_Text shown_:
- - -

John Parke

Personal information
- Date of birth: 6 August 1937
- Place of birth: Bangor, Northern Ireland
- Date of death: 27 August 2011 (aged 74)
- Place of death: Belfast, Northern Ireland
- Position: Defender

Youth career
- Cliftonville

Senior career*
- Years: Team / Apps / (Gls)
- 1954–1963: Linfield
- 1963–1964: Hibernian / 21 / (0)
- 1964–1968: Sunderland / 85 / (0)
- 1967: → Vancouver Royal Canadians (loan) / 7 / (0)
- 1968: KV Mechelen / 39 / (0)
- Total:  / 152+ / (0+)

International career
- 1963–1967: Northern Ireland / 14 / (0)

= John Parke (footballer) =

Association footballer from Northern Ireland

John Parke (6 August 1937 – 27 August 2011) was a footballer, who played for Linfield, Hibernian, Sunderland, Vancouver Royal Canadians, KV Mechelen and the Northern Ireland national football team as a full back.

- - -

_Material supplied_:
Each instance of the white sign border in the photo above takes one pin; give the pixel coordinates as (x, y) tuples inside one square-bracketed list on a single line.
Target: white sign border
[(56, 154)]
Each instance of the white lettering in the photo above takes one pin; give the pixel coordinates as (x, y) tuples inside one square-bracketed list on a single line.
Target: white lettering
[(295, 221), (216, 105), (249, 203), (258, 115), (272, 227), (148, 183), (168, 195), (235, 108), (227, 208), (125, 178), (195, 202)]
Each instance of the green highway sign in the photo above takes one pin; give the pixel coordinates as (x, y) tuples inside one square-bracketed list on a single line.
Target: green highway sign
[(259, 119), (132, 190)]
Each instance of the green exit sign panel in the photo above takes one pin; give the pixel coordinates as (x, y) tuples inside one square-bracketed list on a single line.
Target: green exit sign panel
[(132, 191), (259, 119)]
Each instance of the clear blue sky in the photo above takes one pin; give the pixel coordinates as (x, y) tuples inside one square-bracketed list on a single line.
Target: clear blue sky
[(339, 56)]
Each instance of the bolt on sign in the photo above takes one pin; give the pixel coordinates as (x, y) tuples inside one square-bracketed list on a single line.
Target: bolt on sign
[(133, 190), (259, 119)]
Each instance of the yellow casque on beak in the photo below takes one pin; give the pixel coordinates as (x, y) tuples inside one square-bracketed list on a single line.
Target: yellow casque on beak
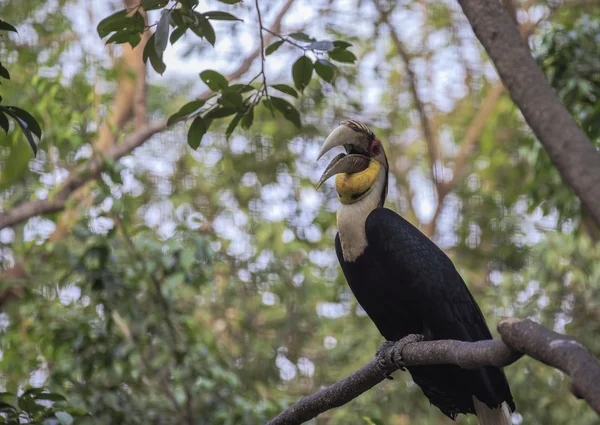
[(354, 187)]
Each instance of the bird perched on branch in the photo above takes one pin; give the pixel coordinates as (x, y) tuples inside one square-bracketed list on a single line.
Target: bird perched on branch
[(405, 283)]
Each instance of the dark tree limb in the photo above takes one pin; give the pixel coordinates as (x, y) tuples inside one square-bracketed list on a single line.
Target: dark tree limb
[(559, 351), (570, 150), (518, 337)]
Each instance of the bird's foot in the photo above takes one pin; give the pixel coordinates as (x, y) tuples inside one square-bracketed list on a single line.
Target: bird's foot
[(389, 354)]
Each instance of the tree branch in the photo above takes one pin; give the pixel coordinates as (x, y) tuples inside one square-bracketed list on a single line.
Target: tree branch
[(478, 122), (426, 127), (570, 150), (518, 337), (94, 166)]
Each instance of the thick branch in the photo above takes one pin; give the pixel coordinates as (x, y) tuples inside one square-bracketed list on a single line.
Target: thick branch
[(570, 150), (94, 166), (518, 337), (478, 122), (558, 351)]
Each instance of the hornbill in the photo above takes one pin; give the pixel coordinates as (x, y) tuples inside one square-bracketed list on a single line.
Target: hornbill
[(404, 282)]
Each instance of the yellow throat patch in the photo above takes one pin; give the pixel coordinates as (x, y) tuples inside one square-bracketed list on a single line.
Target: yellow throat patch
[(353, 187)]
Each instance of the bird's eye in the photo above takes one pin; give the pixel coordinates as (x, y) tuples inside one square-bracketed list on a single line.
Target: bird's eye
[(375, 148)]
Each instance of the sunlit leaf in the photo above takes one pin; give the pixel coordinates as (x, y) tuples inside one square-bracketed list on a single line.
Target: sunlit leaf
[(186, 110), (203, 28), (342, 44), (284, 88), (300, 36), (64, 418), (287, 109), (5, 26), (342, 55), (114, 22), (197, 130), (230, 99), (4, 122), (214, 80), (248, 118), (273, 47), (232, 125), (154, 4), (161, 36), (4, 72), (325, 70), (177, 34), (324, 46), (221, 16)]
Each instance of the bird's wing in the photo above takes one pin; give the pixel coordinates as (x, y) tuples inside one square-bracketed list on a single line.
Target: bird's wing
[(423, 272)]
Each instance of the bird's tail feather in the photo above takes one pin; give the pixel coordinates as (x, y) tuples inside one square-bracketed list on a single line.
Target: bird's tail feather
[(488, 416)]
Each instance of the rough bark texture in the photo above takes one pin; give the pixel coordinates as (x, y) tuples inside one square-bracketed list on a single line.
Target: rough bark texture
[(567, 145), (518, 337), (559, 351)]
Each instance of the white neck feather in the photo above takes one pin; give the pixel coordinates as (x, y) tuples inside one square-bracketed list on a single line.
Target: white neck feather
[(351, 220)]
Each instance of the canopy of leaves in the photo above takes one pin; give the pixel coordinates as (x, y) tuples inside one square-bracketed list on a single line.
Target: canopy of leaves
[(197, 282)]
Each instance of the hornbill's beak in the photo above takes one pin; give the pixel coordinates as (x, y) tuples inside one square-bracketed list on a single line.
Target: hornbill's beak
[(353, 141)]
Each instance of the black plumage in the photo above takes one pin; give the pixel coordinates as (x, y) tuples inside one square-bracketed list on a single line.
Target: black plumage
[(406, 284)]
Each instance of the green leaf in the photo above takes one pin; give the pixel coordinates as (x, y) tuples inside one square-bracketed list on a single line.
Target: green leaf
[(31, 122), (287, 109), (4, 72), (221, 112), (325, 70), (121, 37), (300, 36), (273, 47), (284, 88), (177, 33), (148, 49), (341, 44), (221, 16), (203, 28), (197, 130), (302, 72), (248, 118), (134, 39), (4, 122), (150, 53), (154, 4), (342, 55), (324, 46), (185, 110), (50, 396), (5, 26), (114, 22), (241, 88), (214, 80), (161, 36), (233, 124), (231, 100), (64, 418)]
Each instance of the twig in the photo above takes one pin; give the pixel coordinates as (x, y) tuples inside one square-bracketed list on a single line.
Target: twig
[(478, 122), (426, 127), (94, 166), (518, 337), (262, 49), (569, 148)]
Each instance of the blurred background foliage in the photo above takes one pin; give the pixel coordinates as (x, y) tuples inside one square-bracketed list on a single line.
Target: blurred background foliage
[(201, 287)]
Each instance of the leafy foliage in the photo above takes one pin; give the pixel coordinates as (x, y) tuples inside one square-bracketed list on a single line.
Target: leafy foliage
[(202, 287), (24, 120)]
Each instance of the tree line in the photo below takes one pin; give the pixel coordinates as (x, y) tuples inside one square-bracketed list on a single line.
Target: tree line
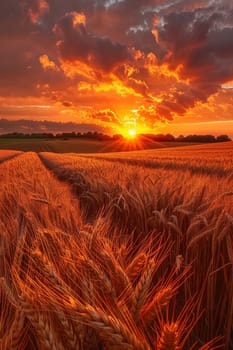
[(103, 137)]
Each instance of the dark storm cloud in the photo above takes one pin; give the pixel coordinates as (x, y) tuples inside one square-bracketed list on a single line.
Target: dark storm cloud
[(192, 39), (79, 44), (202, 41), (107, 116), (34, 126)]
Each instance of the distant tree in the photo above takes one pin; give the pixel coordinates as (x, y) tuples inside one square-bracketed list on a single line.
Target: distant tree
[(223, 138)]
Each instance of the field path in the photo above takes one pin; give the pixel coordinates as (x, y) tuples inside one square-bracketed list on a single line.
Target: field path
[(30, 191), (6, 155)]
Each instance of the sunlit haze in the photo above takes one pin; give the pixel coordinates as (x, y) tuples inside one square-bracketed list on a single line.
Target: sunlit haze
[(167, 65)]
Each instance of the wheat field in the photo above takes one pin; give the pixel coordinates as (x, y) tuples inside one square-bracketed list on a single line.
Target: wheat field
[(117, 251)]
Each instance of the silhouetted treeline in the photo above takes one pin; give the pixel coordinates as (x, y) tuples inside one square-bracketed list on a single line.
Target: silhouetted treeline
[(103, 137)]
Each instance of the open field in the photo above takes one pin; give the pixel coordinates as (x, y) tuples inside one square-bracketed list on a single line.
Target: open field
[(124, 250), (78, 145), (4, 155)]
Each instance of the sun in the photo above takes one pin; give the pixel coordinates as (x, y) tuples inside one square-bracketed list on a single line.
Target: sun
[(132, 133)]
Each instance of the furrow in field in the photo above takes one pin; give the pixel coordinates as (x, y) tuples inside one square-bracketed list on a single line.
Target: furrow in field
[(193, 210), (67, 285), (6, 155), (75, 285), (197, 167)]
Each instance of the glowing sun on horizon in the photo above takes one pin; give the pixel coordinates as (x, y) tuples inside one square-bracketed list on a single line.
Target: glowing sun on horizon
[(132, 133)]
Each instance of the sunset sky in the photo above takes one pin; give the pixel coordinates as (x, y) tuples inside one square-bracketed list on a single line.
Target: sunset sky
[(163, 65)]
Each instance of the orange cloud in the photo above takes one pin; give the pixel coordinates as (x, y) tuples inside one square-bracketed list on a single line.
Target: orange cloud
[(46, 63)]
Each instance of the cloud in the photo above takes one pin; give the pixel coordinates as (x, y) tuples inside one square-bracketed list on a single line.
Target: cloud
[(106, 116), (169, 56), (33, 126), (78, 44), (47, 64)]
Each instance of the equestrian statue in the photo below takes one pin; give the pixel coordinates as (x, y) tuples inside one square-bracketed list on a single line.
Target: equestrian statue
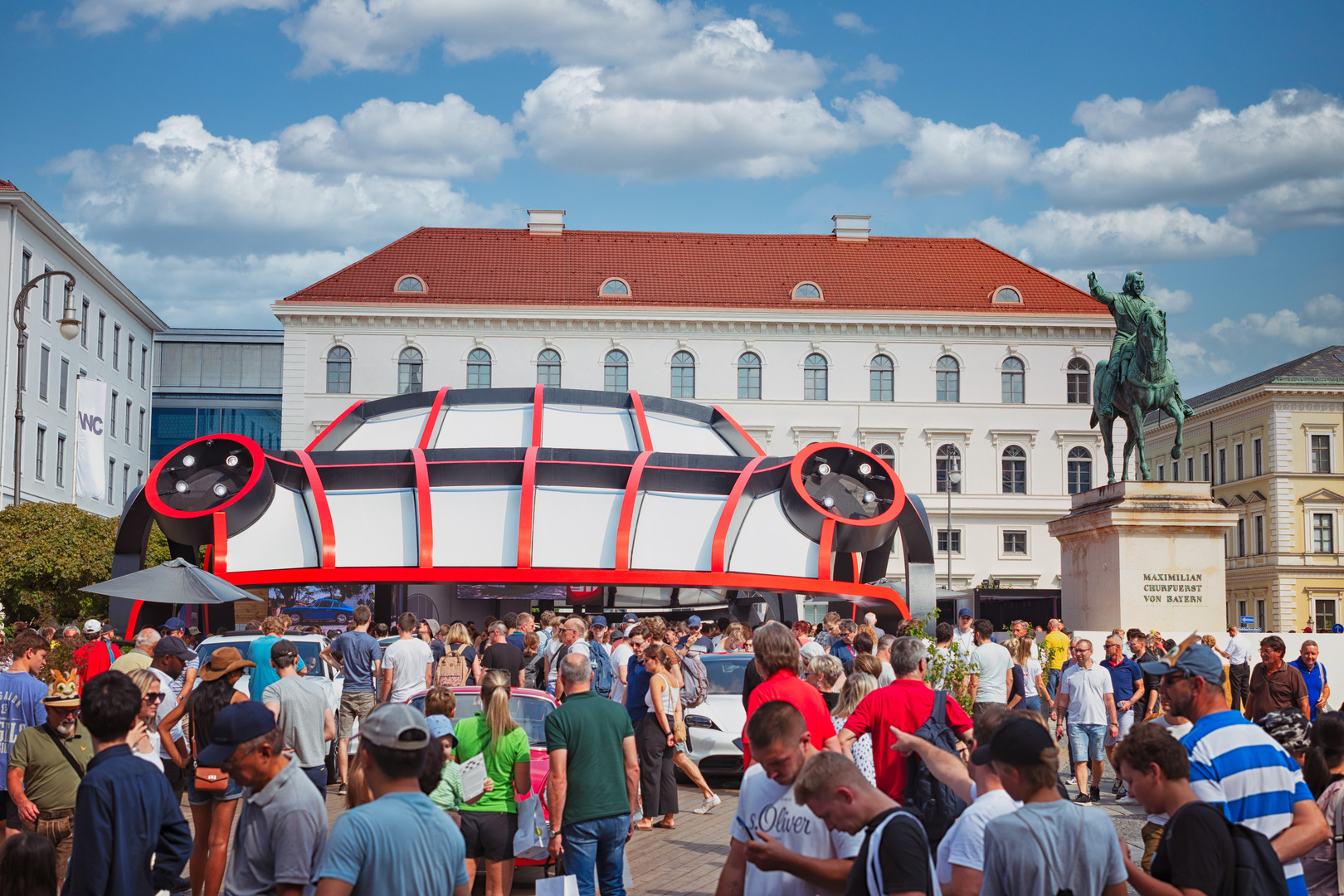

- - -

_Stated problem_: Update the John Parke profile by rewriting it from "- 1964–1968: Sunderland" up to and including "Ireland / 14 / (0)", with "Vancouver Royal Canadians" changed to "Vancouver Royals".

_Answer_:
- 1964–1968: Sunderland / 85 / (0)
- 1967: → Vancouver Royals (loan) / 7 / (0)
- 1968: KV Mechelen / 39 / (0)
- Total:  / 152+ / (0+)

International career
- 1963–1967: Northern Ireland / 14 / (0)